#### Stated exercise:
Starting at the beginning of the records and going on through the line that contains "[4,80,43,100]", write those lines out again, requests included, multiplying every bounding box coordinate in the answers by 0.2 and rounding to whole numbers, with halves rounded up. Leave the pictures out.

#### Records to use:
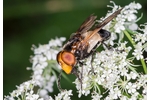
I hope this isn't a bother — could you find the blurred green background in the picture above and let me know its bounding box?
[3,0,147,99]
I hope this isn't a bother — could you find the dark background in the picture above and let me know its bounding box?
[3,0,147,99]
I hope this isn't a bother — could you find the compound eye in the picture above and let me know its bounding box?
[62,52,75,65]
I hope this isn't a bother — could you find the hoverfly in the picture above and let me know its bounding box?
[57,8,123,89]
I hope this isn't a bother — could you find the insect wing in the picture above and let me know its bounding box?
[82,8,123,44]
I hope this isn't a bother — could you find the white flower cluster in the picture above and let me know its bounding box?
[4,1,147,100]
[31,37,66,99]
[74,2,147,100]
[132,24,147,60]
[102,1,142,46]
[4,80,43,100]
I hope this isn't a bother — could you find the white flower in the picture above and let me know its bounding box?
[126,82,137,94]
[92,92,102,100]
[55,90,73,100]
[132,42,143,60]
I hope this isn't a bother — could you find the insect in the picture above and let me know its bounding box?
[57,8,123,88]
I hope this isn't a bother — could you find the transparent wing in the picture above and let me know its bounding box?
[76,14,97,34]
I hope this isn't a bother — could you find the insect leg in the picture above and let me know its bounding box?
[72,68,82,90]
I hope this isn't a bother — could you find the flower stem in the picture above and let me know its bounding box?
[123,30,147,74]
[141,59,147,74]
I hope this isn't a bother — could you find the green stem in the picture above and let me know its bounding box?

#### Solution:
I hope this isn't a bother — could you find the blurred green background in the picture above and let me know its bounding box?
[1,0,29,20]
I hope this isn't a bother — could you find the dark background in the picture above and let me know its bounding box?
[1,0,29,20]
I hope this isn't a bother — could you find the compound eye in the picture above and let me know its bounding box?
[12,10,15,13]
I hope this isn't a bother — could you find the hoverfly in the picture above and let me know its bounding box?
[11,2,25,18]
I hope this isn't a bother — could you find the insect wing in the picture above and let me know its bounding box?
[16,2,25,9]
I hope this isn't a bother — could you find the white flower cluster in the picture above and let me know its bounding box?
[1,0,29,20]
[6,7,13,20]
[15,0,29,20]
[26,5,29,12]
[20,0,28,9]
[1,16,9,20]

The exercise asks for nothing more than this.